-- Records for the task follows --
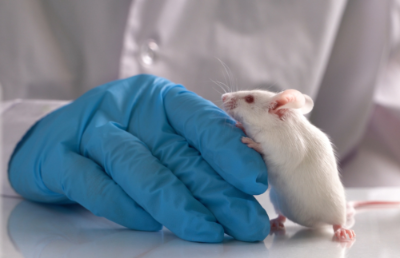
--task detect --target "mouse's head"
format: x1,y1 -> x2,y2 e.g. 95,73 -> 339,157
222,89 -> 314,127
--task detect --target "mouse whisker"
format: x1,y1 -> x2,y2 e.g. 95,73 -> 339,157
216,58 -> 235,93
210,79 -> 229,94
212,87 -> 224,96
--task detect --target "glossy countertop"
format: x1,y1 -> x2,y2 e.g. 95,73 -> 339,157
1,188 -> 400,258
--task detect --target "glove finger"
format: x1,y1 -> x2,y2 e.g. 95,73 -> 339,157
134,120 -> 270,241
46,150 -> 162,231
81,123 -> 224,243
162,85 -> 269,195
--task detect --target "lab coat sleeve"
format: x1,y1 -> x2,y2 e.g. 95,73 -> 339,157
373,0 -> 400,163
1,100 -> 70,197
310,0 -> 392,158
119,0 -> 347,105
0,0 -> 131,100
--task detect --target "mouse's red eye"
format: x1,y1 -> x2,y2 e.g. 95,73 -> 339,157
245,95 -> 254,104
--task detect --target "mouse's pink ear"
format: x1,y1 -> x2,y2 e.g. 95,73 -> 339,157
270,89 -> 314,115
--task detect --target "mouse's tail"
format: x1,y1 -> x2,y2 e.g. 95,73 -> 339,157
349,201 -> 400,209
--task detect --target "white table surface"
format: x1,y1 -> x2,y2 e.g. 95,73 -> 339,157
1,188 -> 400,258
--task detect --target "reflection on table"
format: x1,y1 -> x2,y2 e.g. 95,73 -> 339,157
1,188 -> 400,258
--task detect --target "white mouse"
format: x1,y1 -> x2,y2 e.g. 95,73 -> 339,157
221,89 -> 355,242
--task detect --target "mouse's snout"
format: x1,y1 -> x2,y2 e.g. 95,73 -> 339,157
221,93 -> 230,103
222,93 -> 237,112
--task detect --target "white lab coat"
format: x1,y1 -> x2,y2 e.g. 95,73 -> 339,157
0,0 -> 399,197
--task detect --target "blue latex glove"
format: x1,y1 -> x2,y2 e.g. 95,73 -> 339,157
9,74 -> 270,242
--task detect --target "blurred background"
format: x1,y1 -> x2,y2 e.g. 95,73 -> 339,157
0,0 -> 400,187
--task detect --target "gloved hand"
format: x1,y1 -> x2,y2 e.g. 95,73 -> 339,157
9,74 -> 270,242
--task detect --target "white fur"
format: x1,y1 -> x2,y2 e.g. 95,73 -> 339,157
222,90 -> 347,228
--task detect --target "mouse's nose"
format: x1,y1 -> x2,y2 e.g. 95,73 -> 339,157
222,94 -> 229,102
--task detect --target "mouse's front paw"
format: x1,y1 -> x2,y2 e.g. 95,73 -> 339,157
-- Records for the task concluded --
* _Work item_
Filter the data for the string "coat". Copy each matching line.

* _Output for this task_
--task detect --target "lab coat sleeve"
--task detect --target "white lab coat"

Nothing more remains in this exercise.